**EXERCISE**
Please render the listing below as a Markdown table with two columns, Row and Text, giving each line its own numbered row and leaving out any blank lines.
=== DATA SHOWN ===
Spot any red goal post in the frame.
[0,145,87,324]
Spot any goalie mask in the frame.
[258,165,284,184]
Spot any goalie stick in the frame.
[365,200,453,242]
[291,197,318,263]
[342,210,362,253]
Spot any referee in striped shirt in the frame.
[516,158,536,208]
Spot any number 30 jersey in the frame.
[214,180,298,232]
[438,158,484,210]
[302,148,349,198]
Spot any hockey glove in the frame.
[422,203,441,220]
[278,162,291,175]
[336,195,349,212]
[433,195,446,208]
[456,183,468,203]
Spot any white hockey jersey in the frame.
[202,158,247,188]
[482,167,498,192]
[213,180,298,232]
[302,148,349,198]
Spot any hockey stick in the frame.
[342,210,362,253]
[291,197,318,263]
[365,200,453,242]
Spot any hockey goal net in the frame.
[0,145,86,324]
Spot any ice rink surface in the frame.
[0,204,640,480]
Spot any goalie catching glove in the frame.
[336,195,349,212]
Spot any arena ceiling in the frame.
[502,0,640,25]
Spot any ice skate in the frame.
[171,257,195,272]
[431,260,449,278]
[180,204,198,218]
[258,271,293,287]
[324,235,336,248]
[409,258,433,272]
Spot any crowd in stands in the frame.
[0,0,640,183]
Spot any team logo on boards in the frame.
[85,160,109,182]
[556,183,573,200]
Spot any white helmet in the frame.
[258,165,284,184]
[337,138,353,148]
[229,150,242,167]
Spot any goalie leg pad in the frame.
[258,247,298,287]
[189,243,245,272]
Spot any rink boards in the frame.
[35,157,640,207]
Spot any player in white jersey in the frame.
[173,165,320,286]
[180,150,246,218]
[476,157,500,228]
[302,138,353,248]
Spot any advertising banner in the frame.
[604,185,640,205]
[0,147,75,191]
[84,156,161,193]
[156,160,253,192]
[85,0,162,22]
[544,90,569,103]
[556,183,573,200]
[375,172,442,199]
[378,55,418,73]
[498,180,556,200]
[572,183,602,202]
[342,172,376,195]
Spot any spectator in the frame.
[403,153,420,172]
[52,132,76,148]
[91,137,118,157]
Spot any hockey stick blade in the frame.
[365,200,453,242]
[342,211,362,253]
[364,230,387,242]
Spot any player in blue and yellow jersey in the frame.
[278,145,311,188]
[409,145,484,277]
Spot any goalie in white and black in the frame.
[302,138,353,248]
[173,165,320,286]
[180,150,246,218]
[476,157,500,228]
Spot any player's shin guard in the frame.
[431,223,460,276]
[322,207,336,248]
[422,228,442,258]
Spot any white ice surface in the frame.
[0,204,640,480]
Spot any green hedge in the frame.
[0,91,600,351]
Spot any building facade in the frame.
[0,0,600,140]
===
**EXERCISE ANSWER**
| Row | Text |
|---|---|
| 1 | Spot any red goal post in the frame. |
| 2 | [0,145,87,324] |
| 3 | Spot any goalie mask in the frame. |
| 4 | [258,165,284,184] |
| 5 | Spot any goalie stick in the frame. |
| 6 | [365,200,453,242] |
| 7 | [291,197,318,263] |
| 8 | [342,210,362,253] |
| 9 | Spot any referee in striped shirt in the frame. |
| 10 | [516,158,536,208] |
| 11 | Spot any number 30 jersey in the frame. |
| 12 | [214,180,298,232] |
| 13 | [438,158,484,210] |
| 14 | [302,148,349,198] |
| 15 | Spot any hockey glove in the frame. |
| 16 | [422,203,441,220] |
| 17 | [278,162,291,175] |
| 18 | [336,195,349,212] |
| 19 | [433,195,446,208] |
| 20 | [456,183,468,203] |
| 21 | Spot any white hockey jersey in the frame. |
| 22 | [202,158,247,188] |
| 23 | [482,167,498,192] |
| 24 | [213,180,298,232] |
| 25 | [302,148,349,198] |
| 26 | Spot any hockey stick in the frame. |
| 27 | [342,210,362,253] |
| 28 | [291,197,318,263] |
| 29 | [365,200,453,242] |
| 30 | Spot any hockey goal net in the frame. |
| 31 | [0,145,86,324] |
| 32 | Spot any ice rink surface in the frame. |
| 33 | [0,204,640,480] |
| 34 | Spot any goalie catching glove in the frame. |
| 35 | [336,195,349,212] |
| 36 | Spot any arena ceiling in the frame. |
| 37 | [502,0,640,25] |
| 38 | Spot any ice skate in the frame. |
| 39 | [171,257,195,272] |
| 40 | [431,260,449,278] |
| 41 | [180,204,198,218] |
| 42 | [258,271,293,287] |
| 43 | [324,235,336,248] |
| 44 | [409,258,433,272] |
| 45 | Spot any crowd in stands in the frame. |
| 46 | [0,0,640,183] |
| 47 | Spot any team logo on boards in the frame. |
| 48 | [85,160,109,182] |
| 49 | [556,183,573,200] |
| 50 | Spot any white helmet in the frame. |
| 51 | [258,165,284,184] |
| 52 | [337,138,353,148] |
| 53 | [229,150,242,167] |
| 54 | Spot any goalie leg pad in the frame. |
| 55 | [258,247,298,287] |
| 56 | [189,243,245,272] |
| 57 | Spot any rink boards in the frame. |
| 58 | [35,157,640,207] |
| 59 | Spot any player in white jersey in the frame. |
| 60 | [173,165,320,286] |
| 61 | [180,150,246,218] |
| 62 | [476,157,500,228] |
| 63 | [302,138,353,248] |
| 64 | Spot any advertising banner in the frame. |
| 65 | [604,185,640,205] |
| 66 | [0,147,75,191] |
| 67 | [84,156,161,193] |
| 68 | [156,160,253,192] |
| 69 | [85,0,162,22] |
| 70 | [544,90,569,103] |
| 71 | [556,183,573,200] |
| 72 | [375,172,442,199] |
| 73 | [378,55,418,73] |
| 74 | [498,180,556,200] |
| 75 | [572,183,602,202] |
| 76 | [342,172,376,195] |
| 77 | Spot any spectator in the frame. |
| 78 | [403,153,420,172] |
| 79 | [52,132,76,148] |
| 80 | [91,137,118,157] |
| 81 | Spot any hockey stick blade in the frame. |
| 82 | [365,200,453,242] |
| 83 | [342,211,362,253] |
| 84 | [364,230,387,242] |
| 85 | Spot any player in blue and yellow jersey in the frame. |
| 86 | [278,145,311,188] |
| 87 | [409,145,484,277] |
| 88 | Spot any goalie in white and black in the frame. |
| 89 | [302,138,353,248] |
| 90 | [173,165,320,286] |
| 91 | [180,150,246,218] |
| 92 | [476,157,500,228] |
| 93 | Spot any player's shin guard in the frame. |
| 94 | [431,223,460,276] |
| 95 | [322,207,336,248] |
| 96 | [422,228,442,258] |
| 97 | Spot any white ice surface in the frame. |
| 98 | [0,204,640,480] |
| 99 | Spot any green hedge in the frame. |
| 100 | [0,91,600,351] |
| 101 | Spot any building facade in the frame. |
| 102 | [0,0,600,140] |